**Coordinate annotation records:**
■ ■ ■ ■ ■ ■ ■
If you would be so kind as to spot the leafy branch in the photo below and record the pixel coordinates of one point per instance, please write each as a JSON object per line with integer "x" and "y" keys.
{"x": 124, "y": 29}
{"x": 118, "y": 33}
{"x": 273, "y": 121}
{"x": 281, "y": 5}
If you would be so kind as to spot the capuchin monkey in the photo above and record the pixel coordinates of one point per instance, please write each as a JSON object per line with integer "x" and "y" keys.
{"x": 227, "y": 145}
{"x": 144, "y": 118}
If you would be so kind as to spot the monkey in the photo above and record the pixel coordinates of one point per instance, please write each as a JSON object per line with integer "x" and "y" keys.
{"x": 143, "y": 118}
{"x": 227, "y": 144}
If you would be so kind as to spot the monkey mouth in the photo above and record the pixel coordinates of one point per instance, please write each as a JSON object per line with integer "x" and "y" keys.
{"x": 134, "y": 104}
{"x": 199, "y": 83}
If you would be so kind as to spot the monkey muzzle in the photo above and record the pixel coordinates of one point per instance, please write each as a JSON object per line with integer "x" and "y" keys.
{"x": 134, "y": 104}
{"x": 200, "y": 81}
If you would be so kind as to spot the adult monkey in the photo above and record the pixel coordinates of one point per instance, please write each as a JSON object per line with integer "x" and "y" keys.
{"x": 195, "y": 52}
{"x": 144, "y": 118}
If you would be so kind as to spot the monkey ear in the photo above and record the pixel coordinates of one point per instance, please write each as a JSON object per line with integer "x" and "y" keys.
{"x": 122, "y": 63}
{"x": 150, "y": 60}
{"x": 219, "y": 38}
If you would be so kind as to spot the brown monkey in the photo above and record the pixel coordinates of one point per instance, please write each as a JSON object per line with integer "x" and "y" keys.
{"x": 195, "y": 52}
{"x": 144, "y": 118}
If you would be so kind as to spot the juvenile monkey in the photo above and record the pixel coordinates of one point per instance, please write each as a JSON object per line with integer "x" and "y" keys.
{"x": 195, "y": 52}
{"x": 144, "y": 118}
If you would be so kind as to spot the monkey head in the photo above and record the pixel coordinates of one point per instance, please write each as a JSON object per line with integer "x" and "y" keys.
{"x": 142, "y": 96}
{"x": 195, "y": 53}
■ ■ ■ ■ ■ ■ ■
**EXERCISE AIM:** Please edit the entries above so that "pixel coordinates" becomes "image coordinates" everywhere, keeping all other text the same.

**EXERCISE OUTPUT:**
If you would be so kind as to spot the leafy branch in the photo below and record the image coordinates of one point per instance, please write each as a JSON object per line with integer "x" and "y" keys.
{"x": 124, "y": 29}
{"x": 118, "y": 33}
{"x": 273, "y": 121}
{"x": 281, "y": 5}
If you would be so kind as to spot the capuchin monkey in the photo above and record the image coordinates of one point per instance, please write each as a JSON object per line with integer "x" and "y" keys.
{"x": 227, "y": 145}
{"x": 144, "y": 118}
If you would be so kind as to spot the monkey in the photo above and record the image coordinates of one point per instance, please write each as a JSON object per line with integer "x" and "y" keys.
{"x": 143, "y": 118}
{"x": 227, "y": 144}
If you would be so kind as to spot the monkey mouth in the photo above and record the image coordinates of one point per instance, please write each as a JSON object per line with integer "x" and "y" keys.
{"x": 134, "y": 104}
{"x": 199, "y": 83}
If you would be so kind as to spot the monkey muzzle in the photo above and record the image coordinates of one point per instance, please write each as a JSON object per line with integer "x" and "y" keys.
{"x": 134, "y": 104}
{"x": 200, "y": 81}
If you would be so kind as to spot the adult monkey in the photo above and record the image coordinates of one point per instance, please write each as a JSON object per line with integer "x" and "y" keys.
{"x": 195, "y": 52}
{"x": 144, "y": 118}
If you would be so kind as to spot the monkey ear in the photo above and record the image coordinates of one point per instance, please write each as a JSON object per line with integer "x" and "y" keys.
{"x": 122, "y": 63}
{"x": 150, "y": 60}
{"x": 219, "y": 38}
If you would be so kind as to spot the brown monkey in the photo above and record the image coordinates of one point per instance, please write each as a JSON object per line with integer "x" and "y" keys.
{"x": 195, "y": 52}
{"x": 144, "y": 118}
If you would be so kind as to spot the juvenile monkey in the photo above and record the image coordinates of one point per instance, please write each as a JSON object per line with integer "x" and "y" keys.
{"x": 195, "y": 52}
{"x": 144, "y": 118}
If you would be so kind as to spot the monkey head in the photo above and record the image coordinates of one point per instance, please write each as a JSON object per line with integer "x" and "y" keys.
{"x": 142, "y": 96}
{"x": 195, "y": 53}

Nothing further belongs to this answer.